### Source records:
::::::::::

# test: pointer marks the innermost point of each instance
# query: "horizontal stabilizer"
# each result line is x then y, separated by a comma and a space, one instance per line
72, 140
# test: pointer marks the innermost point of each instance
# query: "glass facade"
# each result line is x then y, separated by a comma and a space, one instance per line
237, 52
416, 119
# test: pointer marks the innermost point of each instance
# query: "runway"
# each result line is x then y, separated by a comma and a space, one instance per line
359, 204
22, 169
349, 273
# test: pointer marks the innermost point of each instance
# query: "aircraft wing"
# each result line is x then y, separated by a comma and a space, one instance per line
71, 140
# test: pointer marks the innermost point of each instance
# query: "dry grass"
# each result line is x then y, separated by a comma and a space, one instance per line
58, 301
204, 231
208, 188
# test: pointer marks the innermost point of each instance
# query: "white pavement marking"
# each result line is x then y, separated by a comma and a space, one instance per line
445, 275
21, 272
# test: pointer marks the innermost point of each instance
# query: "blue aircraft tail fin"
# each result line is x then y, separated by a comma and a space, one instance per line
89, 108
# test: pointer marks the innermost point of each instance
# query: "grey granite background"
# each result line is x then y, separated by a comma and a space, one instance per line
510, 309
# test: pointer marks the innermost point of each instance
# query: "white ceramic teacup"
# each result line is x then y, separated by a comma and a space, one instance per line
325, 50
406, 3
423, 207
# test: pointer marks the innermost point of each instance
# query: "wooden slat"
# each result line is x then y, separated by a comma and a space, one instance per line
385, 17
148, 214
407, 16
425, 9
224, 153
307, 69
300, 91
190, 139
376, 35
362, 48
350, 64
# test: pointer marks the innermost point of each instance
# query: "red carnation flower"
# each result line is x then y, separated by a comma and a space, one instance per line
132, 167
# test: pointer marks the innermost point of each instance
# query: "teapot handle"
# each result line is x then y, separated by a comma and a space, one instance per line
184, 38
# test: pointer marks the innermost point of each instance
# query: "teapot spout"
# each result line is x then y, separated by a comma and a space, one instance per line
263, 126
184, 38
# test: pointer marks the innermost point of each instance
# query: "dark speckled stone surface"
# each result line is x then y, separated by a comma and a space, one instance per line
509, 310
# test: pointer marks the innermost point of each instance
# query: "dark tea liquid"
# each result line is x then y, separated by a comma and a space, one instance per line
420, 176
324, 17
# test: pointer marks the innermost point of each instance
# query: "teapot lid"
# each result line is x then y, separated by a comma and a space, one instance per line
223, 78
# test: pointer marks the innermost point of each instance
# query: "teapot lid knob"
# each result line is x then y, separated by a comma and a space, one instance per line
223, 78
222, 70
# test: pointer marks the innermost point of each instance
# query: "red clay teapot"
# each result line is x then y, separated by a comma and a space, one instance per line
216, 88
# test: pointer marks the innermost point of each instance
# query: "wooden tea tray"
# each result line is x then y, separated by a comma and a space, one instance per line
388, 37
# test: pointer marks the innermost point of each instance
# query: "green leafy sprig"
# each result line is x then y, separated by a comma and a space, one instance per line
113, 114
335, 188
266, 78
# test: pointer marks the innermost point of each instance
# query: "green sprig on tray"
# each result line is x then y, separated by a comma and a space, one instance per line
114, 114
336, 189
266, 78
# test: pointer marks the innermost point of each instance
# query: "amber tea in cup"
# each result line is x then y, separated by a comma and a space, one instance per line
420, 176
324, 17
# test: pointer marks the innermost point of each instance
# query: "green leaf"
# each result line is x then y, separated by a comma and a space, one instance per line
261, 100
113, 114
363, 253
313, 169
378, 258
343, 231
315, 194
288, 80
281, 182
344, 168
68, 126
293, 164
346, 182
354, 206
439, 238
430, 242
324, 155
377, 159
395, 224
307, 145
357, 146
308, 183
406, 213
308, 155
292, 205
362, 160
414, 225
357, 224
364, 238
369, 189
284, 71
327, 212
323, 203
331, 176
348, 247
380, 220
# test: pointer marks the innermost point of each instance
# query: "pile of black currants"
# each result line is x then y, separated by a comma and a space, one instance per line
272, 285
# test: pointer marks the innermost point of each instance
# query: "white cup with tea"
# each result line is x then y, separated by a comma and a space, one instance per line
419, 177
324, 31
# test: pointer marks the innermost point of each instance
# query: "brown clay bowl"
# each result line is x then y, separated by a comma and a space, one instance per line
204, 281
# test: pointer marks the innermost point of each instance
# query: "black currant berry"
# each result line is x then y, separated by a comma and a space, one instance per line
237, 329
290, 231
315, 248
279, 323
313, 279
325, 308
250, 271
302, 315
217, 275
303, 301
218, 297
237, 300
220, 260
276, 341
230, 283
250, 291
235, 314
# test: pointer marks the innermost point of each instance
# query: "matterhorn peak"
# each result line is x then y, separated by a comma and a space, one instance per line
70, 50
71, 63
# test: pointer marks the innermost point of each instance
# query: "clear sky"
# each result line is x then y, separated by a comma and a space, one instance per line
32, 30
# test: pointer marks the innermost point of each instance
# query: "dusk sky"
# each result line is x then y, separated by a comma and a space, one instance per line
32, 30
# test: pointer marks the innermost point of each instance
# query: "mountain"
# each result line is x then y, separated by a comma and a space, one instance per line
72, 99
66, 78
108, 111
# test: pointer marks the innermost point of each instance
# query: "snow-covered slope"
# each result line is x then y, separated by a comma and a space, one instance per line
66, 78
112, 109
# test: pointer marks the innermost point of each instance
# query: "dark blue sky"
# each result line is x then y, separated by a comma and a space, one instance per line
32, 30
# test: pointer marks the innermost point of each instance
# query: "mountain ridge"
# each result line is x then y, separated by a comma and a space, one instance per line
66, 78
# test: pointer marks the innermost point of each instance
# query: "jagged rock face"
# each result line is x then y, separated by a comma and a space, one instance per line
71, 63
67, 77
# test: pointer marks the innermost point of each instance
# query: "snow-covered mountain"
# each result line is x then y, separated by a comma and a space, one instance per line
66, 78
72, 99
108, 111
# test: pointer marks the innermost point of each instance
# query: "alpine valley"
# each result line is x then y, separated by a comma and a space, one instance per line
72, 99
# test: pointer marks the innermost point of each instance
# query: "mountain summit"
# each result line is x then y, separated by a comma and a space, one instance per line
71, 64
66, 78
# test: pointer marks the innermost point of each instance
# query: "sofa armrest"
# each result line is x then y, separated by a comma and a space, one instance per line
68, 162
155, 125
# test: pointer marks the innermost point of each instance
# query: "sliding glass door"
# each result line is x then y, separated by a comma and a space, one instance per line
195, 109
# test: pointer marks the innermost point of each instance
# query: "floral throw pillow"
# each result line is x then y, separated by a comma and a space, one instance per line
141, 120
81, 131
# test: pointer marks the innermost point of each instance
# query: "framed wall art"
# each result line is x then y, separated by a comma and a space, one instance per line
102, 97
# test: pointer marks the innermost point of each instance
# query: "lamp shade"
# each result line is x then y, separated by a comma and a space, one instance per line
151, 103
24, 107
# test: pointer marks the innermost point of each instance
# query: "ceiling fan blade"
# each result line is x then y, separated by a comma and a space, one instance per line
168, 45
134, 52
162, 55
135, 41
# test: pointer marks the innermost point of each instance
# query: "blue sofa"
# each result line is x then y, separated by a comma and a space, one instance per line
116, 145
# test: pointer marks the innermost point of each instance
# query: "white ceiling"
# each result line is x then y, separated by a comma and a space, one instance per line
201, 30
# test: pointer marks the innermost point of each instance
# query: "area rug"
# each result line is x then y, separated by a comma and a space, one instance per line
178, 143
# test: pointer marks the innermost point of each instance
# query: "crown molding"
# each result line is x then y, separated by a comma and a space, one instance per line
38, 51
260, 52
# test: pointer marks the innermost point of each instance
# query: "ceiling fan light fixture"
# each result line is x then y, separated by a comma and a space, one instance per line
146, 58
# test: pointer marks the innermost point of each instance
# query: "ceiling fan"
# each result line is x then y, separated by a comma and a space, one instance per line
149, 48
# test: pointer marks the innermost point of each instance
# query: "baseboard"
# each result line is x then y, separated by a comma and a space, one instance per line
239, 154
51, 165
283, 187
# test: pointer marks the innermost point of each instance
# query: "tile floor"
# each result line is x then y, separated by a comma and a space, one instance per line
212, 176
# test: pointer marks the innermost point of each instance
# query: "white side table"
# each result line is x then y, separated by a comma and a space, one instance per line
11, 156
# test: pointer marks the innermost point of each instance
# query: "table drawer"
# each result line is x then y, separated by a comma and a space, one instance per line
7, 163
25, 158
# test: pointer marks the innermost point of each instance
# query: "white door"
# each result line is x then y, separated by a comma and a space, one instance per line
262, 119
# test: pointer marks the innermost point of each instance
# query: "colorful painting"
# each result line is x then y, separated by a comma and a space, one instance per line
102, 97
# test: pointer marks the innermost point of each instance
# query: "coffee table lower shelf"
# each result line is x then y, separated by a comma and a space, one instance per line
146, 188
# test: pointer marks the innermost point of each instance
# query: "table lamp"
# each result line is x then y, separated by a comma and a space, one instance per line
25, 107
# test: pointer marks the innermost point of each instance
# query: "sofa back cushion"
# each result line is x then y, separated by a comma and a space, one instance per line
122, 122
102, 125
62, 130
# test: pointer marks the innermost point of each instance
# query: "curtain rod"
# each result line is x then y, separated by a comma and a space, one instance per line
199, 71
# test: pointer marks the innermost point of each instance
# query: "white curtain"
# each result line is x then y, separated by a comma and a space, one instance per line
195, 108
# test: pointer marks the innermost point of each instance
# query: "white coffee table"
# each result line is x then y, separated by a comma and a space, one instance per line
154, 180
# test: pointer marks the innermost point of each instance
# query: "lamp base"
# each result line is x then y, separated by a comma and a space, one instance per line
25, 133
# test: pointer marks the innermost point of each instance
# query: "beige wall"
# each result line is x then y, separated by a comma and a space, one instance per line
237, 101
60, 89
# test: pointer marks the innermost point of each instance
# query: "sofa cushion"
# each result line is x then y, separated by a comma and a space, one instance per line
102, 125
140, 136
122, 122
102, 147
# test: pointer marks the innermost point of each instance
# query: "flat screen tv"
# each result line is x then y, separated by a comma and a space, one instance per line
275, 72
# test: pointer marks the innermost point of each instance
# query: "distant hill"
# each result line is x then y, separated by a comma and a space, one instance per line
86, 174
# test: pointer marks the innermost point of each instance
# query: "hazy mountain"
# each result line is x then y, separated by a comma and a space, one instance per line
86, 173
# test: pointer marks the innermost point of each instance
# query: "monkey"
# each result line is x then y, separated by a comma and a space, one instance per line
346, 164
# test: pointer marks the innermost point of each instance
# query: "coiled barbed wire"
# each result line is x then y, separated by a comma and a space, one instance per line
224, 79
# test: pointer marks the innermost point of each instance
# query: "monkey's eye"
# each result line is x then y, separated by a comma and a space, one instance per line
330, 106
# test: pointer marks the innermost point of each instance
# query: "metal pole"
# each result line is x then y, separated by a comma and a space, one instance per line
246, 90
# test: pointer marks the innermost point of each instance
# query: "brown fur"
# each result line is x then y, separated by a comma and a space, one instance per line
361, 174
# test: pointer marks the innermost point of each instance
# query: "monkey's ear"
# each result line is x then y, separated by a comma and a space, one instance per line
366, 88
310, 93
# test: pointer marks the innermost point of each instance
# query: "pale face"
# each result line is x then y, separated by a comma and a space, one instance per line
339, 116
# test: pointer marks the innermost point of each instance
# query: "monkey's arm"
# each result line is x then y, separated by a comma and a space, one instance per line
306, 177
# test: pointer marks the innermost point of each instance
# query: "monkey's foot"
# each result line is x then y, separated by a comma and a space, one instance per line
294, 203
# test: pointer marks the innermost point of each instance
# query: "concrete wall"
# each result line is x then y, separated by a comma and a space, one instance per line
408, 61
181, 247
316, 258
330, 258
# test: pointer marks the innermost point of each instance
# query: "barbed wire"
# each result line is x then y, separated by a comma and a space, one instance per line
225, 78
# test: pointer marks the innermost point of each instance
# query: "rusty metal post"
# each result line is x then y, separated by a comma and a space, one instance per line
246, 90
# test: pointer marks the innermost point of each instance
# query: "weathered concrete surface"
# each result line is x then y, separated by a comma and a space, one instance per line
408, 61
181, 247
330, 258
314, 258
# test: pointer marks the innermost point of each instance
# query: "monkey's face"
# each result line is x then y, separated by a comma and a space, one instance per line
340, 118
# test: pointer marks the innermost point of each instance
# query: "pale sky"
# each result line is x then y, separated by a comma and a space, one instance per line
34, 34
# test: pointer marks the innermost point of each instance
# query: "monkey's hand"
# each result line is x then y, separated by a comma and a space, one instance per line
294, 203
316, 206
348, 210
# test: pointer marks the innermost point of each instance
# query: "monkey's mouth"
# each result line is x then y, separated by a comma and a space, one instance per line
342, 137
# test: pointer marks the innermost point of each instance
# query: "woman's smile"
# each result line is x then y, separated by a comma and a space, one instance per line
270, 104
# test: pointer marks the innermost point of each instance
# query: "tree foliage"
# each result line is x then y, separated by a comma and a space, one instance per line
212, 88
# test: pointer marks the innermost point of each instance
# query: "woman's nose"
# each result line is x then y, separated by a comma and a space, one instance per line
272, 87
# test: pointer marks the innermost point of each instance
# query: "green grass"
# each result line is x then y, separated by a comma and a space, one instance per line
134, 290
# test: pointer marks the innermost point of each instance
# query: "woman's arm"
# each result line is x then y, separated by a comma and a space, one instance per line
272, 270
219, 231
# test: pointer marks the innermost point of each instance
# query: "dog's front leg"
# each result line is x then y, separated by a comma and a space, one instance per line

::::::::::

Return every line from the entries that holds the string "wire".

### RESPONSE TO THIS EXERCISE:
# query: "coiled barbed wire"
# query: "barbed wire"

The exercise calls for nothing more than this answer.